> What needs to be done:
Give every line of the records below as a JSON list of strings, one string per line, with blank lines left out.

> Data supplied:
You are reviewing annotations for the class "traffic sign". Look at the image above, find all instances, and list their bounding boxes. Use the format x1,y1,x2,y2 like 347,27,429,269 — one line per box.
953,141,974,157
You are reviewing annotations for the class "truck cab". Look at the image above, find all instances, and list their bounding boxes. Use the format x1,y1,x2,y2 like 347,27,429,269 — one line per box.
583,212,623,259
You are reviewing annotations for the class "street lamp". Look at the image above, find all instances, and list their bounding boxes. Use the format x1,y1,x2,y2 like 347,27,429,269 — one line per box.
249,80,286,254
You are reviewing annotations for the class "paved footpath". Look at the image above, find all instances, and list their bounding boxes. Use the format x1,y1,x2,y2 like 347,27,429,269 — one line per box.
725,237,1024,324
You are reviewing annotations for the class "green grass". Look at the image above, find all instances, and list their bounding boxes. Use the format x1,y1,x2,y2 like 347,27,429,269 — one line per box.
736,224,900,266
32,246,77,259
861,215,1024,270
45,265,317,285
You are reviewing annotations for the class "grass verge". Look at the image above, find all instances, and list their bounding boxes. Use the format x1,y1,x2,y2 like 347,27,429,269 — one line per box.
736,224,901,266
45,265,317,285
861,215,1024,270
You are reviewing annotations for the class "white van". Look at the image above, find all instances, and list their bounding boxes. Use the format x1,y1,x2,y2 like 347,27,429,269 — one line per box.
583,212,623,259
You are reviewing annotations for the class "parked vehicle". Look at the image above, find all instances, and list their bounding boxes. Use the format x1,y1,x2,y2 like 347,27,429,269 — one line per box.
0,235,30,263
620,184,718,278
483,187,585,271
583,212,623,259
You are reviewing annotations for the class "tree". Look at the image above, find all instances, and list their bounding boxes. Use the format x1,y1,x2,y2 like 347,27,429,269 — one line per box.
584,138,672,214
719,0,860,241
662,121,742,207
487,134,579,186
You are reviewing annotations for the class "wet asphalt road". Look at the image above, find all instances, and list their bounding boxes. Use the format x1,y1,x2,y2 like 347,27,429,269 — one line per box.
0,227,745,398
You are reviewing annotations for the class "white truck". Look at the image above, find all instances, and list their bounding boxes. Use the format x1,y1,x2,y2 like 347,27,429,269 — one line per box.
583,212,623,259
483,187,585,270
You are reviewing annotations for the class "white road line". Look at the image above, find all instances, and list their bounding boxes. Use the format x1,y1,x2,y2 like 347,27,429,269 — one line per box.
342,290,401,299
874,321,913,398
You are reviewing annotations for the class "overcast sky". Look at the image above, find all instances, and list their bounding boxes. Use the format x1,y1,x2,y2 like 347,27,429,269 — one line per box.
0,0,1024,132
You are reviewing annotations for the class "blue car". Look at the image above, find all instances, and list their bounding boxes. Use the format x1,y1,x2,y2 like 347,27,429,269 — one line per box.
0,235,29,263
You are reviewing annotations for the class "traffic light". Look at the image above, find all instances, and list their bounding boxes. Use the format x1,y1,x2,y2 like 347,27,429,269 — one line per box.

> Task solution:
[
  "You are reviewing annotations for the class \"traffic sign\". Look at the image above, find all instances, and list their bounding boxes. Use the format x1,y1,x2,y2 like 347,27,429,269 — one line per box.",
  "953,141,974,157",
  "You are reviewing annotations for the class \"truck cab\". Look at the image above, find all instances, and list their bounding boxes. Use the format x1,y1,x2,y2 like 347,27,429,269 — one line per box.",
  "583,212,623,259",
  "You are reviewing annotations for the class \"street lamp\". Look at the image above, find all instances, and list their bounding boxes. Use the format x1,y1,x2,y2 like 347,27,429,269 — one line per box.",
  "249,80,286,254",
  "You are reviewing annotations for the class \"paved footpath\". Look at the image above, find all instances, and list their bounding boxes. Use the format x1,y1,x2,y2 like 347,27,429,269 — one line per box.",
  "725,237,1024,324",
  "You are reviewing annotations for the class \"green grass\". Look at the image above, find all instances, and list their bounding boxes. Use the format x1,y1,x2,y2 like 347,27,429,269 — one line per box.",
  "736,224,900,266",
  "32,246,77,259",
  "861,215,1024,270",
  "45,265,317,285",
  "You are reviewing annotations for the class \"grass verge\". Look at the image above, find all instances, and list their bounding boxes. Use the format x1,y1,x2,y2 like 347,27,429,269 — one line per box.",
  "736,224,901,266",
  "45,265,317,285",
  "861,215,1024,270",
  "You are reviewing annotations for the class \"white van\". Look at the image above, find all instances, and list their bounding boxes. Use the format x1,y1,x2,y2 like 347,27,429,269 — one line per box.",
  "583,212,623,259",
  "You are reviewing annotations for the class \"parked vehicle\". Look at the image above, find all instances, and list their bounding boxes. Use the format x1,y1,x2,y2 like 347,27,429,269 — one line per box.",
  "0,235,30,263",
  "620,184,718,278",
  "483,187,585,271",
  "583,212,623,259",
  "You are reviewing annotations for the class \"tree\". Look at the image above, find all instances, and list their bounding boxes. Use the format x1,y1,x2,y2 like 347,27,429,269 — one line per box.",
  "584,138,672,214",
  "719,0,860,241",
  "662,121,742,207",
  "487,134,579,186",
  "You are reviewing annotations for the class \"wet asphalt road\". Look at the image above, find all instances, and list their bounding boxes. Use the format x1,y1,x2,y2 like 347,27,429,269 — one line per box.",
  "0,227,745,398",
  "You are reviewing annotations for the class \"white truck\". Look at the image above, find all instances, and list their bounding boxes. Use the format x1,y1,x2,y2 like 347,27,429,269 — one line per box.",
  "583,212,623,259",
  "483,187,585,270",
  "You are reviewing annotations for the class \"white road line\". Look at the image above, find all instances, and list their bounding boxes. Use the format x1,y1,x2,y2 like 347,27,429,269 — one line per box.",
  "342,290,401,299",
  "874,321,913,398",
  "You are reviewing annotations for the class \"overcast sky\". Look at the image above, find all instances, and list their bounding boxes. Use the format x1,y1,x2,y2 like 347,27,429,269 — one line per box.",
  "0,0,1024,132",
  "You are reviewing annotations for the class \"blue car\". Look at the image above, find all instances, and list their bounding boxes. Use the format x1,y1,x2,y2 like 347,27,429,269 — one line per box.",
  "0,235,29,263",
  "You are reviewing annotations for the class \"traffic light\". Look at the image above, find all instances, and list their bounding boxes. Use the format x1,y1,x2,y2 like 347,27,429,269 — one line per box."
]